What the task requires:
Transcribe the stretch of the book review from "The discovery of" through "unstable female student.".

Text provided:
Expectations are always high for a new Nesbo, but has the author tested our good will to breaking point by keeping his detective off stage for so long? While Harry is hors de combat, a ruthless murderer is killing police officers. The first to die is racked with guilt over a case he was unable to solve; the second victim has been unable to track down the man who raped and tortured a girl years before. Victims die in circumstances and locales very similar to those of the crimes with which they were involved.

The discovery of the second body comes during a night-time trip to a deserted ski hut by an employee of a ski lodge whose mind is on masturbation when he encounters a horrific discovery. It is this scene – a superb piece of suspense writing in the Thomas Harris vein – that answers the question as to whether or not there is a Hole-shaped hole in the narrative. When we finally meet Harry again he is teaching at a police academy in Oslo, his life and mental equilibrium as fraught as ever, though he seems to have his alcoholism in check. Nesbo piles problems on Harry's shoulders, including a false accusation of rape by an unstable female student.

Nesbo is concerned with notions of justice, guilt and the culpability of the police. Needless to say, Harry, with his already considerable residue of self-reproach, is the perfect conduit for this theme. Levels of violence remain fortissimo, and there is a new ratcheting up of heated sexual situations, in which ordinary sexual pleasure seems absent. It's in this area that Nesbo's detective suffers his most traumatic encounters – not with Harry's psychopathic opponent, but with his own desperate and shaming sexual feelings.

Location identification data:
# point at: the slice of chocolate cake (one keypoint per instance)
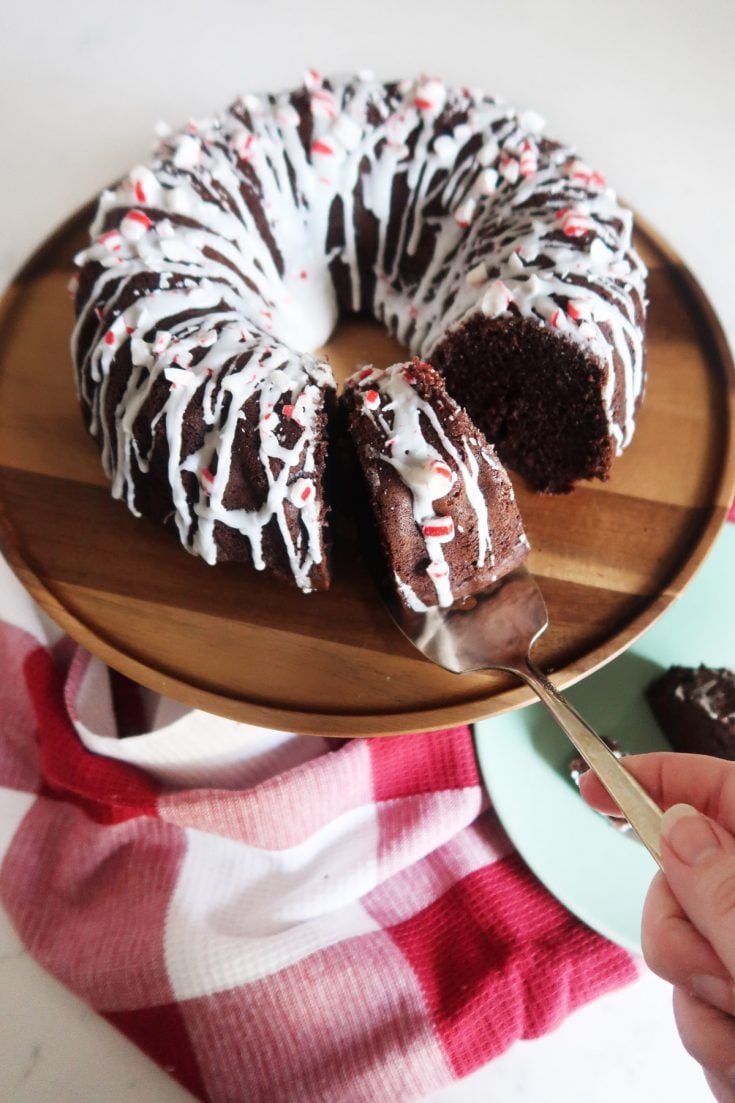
(695, 708)
(444, 506)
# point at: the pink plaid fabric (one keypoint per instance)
(270, 917)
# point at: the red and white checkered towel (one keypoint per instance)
(272, 917)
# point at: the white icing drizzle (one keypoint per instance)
(391, 400)
(253, 220)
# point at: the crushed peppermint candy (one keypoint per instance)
(301, 492)
(430, 95)
(496, 299)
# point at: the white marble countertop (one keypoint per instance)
(647, 92)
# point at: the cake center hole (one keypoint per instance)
(358, 341)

Response:
The discovery of the second body comes during a night-time trip to a deserted ski hut by an employee of a ski lodge whose mind is on masturbation when he encounters a horrific discovery. It is this scene – a superb piece of suspense writing in the Thomas Harris vein – that answers the question as to whether or not there is a Hole-shaped hole in the narrative. When we finally meet Harry again he is teaching at a police academy in Oslo, his life and mental equilibrium as fraught as ever, though he seems to have his alcoholism in check. Nesbo piles problems on Harry's shoulders, including a false accusation of rape by an unstable female student.